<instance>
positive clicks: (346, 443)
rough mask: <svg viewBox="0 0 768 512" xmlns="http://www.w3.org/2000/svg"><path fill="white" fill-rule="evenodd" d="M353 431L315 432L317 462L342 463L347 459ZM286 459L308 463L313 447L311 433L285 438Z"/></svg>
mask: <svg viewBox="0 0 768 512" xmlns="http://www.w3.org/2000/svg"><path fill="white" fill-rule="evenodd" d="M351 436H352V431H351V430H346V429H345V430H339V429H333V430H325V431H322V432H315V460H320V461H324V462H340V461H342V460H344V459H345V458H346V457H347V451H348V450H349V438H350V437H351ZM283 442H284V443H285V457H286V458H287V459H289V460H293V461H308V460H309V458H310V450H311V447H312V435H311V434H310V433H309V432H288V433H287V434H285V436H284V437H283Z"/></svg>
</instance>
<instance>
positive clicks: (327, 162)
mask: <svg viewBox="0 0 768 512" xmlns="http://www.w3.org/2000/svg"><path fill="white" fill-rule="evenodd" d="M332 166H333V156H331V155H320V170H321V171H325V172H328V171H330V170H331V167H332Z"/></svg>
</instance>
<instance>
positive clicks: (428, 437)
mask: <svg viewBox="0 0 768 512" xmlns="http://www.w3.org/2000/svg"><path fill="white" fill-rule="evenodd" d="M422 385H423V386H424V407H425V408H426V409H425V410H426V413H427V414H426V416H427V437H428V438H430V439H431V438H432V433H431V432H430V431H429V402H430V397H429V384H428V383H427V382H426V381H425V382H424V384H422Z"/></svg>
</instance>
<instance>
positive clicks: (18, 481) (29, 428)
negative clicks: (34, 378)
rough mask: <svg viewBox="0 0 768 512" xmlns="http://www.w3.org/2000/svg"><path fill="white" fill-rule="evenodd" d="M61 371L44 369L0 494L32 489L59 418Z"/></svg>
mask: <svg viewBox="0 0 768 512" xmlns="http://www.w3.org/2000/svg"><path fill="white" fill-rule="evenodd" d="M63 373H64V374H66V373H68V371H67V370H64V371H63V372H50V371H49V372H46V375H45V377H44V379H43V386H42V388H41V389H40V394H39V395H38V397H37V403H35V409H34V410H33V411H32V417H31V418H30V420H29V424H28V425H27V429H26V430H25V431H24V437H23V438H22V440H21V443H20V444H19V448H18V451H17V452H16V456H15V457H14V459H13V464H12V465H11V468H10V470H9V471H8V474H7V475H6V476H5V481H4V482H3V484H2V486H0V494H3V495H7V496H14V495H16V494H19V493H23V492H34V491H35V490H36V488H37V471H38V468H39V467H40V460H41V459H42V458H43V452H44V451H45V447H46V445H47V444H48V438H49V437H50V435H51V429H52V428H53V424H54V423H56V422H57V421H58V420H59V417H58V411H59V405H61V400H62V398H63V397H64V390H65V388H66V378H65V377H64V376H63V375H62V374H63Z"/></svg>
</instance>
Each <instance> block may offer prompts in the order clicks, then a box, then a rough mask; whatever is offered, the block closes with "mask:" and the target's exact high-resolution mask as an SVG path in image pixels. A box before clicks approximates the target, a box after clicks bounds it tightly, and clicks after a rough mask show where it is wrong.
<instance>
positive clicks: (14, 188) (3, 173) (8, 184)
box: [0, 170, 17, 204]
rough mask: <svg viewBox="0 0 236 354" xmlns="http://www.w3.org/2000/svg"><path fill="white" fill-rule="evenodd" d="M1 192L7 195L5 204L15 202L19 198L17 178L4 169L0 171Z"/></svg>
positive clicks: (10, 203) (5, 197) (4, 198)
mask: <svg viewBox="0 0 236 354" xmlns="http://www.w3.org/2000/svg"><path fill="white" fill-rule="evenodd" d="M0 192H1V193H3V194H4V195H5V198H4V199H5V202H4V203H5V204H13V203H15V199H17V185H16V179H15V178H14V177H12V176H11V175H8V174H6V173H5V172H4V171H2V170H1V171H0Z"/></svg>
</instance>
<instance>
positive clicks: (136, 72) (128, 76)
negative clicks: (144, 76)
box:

◇ ◇ ◇ ◇ ◇ ◇ ◇

■ Work task
The answer should consist of every record above, copied exactly.

■ Completed exercise
<instance>
positive clicks: (346, 443)
rough mask: <svg viewBox="0 0 768 512" xmlns="http://www.w3.org/2000/svg"><path fill="white" fill-rule="evenodd" d="M353 431L315 432L317 462L342 463L347 459ZM286 459L308 463L313 447L311 433L285 438Z"/></svg>
mask: <svg viewBox="0 0 768 512" xmlns="http://www.w3.org/2000/svg"><path fill="white" fill-rule="evenodd" d="M351 436H352V431H351V430H346V429H345V430H339V429H333V430H325V431H322V432H315V460H320V461H324V462H340V461H342V460H344V459H345V458H346V457H347V451H348V450H349V438H350V437H351ZM283 442H284V443H285V457H286V458H287V459H289V460H293V461H308V460H309V458H310V450H311V447H312V435H311V434H310V433H309V432H288V433H287V434H285V436H284V437H283Z"/></svg>
</instance>
<instance>
positive clicks: (327, 162)
mask: <svg viewBox="0 0 768 512" xmlns="http://www.w3.org/2000/svg"><path fill="white" fill-rule="evenodd" d="M332 166H333V156H331V155H320V170H321V171H325V172H328V171H330V170H331V167H332Z"/></svg>
</instance>
<instance>
positive clicks: (428, 437)
mask: <svg viewBox="0 0 768 512" xmlns="http://www.w3.org/2000/svg"><path fill="white" fill-rule="evenodd" d="M422 385H423V386H424V407H425V408H426V409H425V410H426V413H427V414H426V416H427V437H428V438H430V439H431V438H432V433H431V432H430V431H429V402H430V397H429V384H428V383H427V382H426V381H425V382H424V384H422Z"/></svg>
</instance>
<instance>
positive clicks: (18, 481) (29, 428)
negative clicks: (34, 378)
rough mask: <svg viewBox="0 0 768 512" xmlns="http://www.w3.org/2000/svg"><path fill="white" fill-rule="evenodd" d="M61 371L44 369L0 494L32 489L59 418Z"/></svg>
mask: <svg viewBox="0 0 768 512" xmlns="http://www.w3.org/2000/svg"><path fill="white" fill-rule="evenodd" d="M63 373H64V374H66V373H68V371H67V370H64V371H63V372H50V371H49V372H46V375H45V377H44V379H43V386H42V388H41V389H40V394H39V395H38V397H37V403H35V409H34V410H33V411H32V417H31V418H30V420H29V424H28V425H27V429H26V430H25V431H24V437H23V438H22V440H21V443H20V444H19V448H18V451H17V452H16V456H15V457H14V459H13V464H12V465H11V468H10V470H9V471H8V474H7V475H6V476H5V481H4V482H3V484H2V486H0V494H3V495H7V496H14V495H16V494H19V493H23V492H34V491H35V490H36V488H37V471H38V468H39V467H40V460H41V459H42V458H43V452H44V451H45V447H46V445H47V444H48V438H49V437H50V435H51V429H52V428H53V424H54V423H56V422H57V421H58V420H59V417H58V411H59V405H61V400H62V398H63V397H64V390H65V388H66V378H65V377H64V376H63V375H62V374H63Z"/></svg>
</instance>
Each <instance> block may offer prompts in the order clicks, then a box, then a rough mask; whatever is offered, the block closes with "mask:" and the target's exact high-resolution mask as an SVG path in image pixels. A box before clicks approximates the target, a box after clicks bounds it tightly, and clicks after a rough mask show where it is wrong.
<instance>
positive clicks: (14, 188) (3, 173) (8, 184)
box: [0, 170, 17, 204]
rough mask: <svg viewBox="0 0 236 354" xmlns="http://www.w3.org/2000/svg"><path fill="white" fill-rule="evenodd" d="M1 192L7 195L5 204L15 202L19 198L17 178L4 169L0 171Z"/></svg>
positive clicks: (10, 203) (5, 197) (4, 198)
mask: <svg viewBox="0 0 236 354" xmlns="http://www.w3.org/2000/svg"><path fill="white" fill-rule="evenodd" d="M0 192H1V193H3V194H4V195H5V198H4V199H5V202H4V203H5V204H13V203H15V199H17V185H16V179H15V178H14V177H12V176H11V175H8V174H6V173H5V172H4V171H2V170H1V171H0Z"/></svg>
</instance>
<instance>
positive clicks: (136, 72) (128, 76)
negative clicks: (144, 76)
box:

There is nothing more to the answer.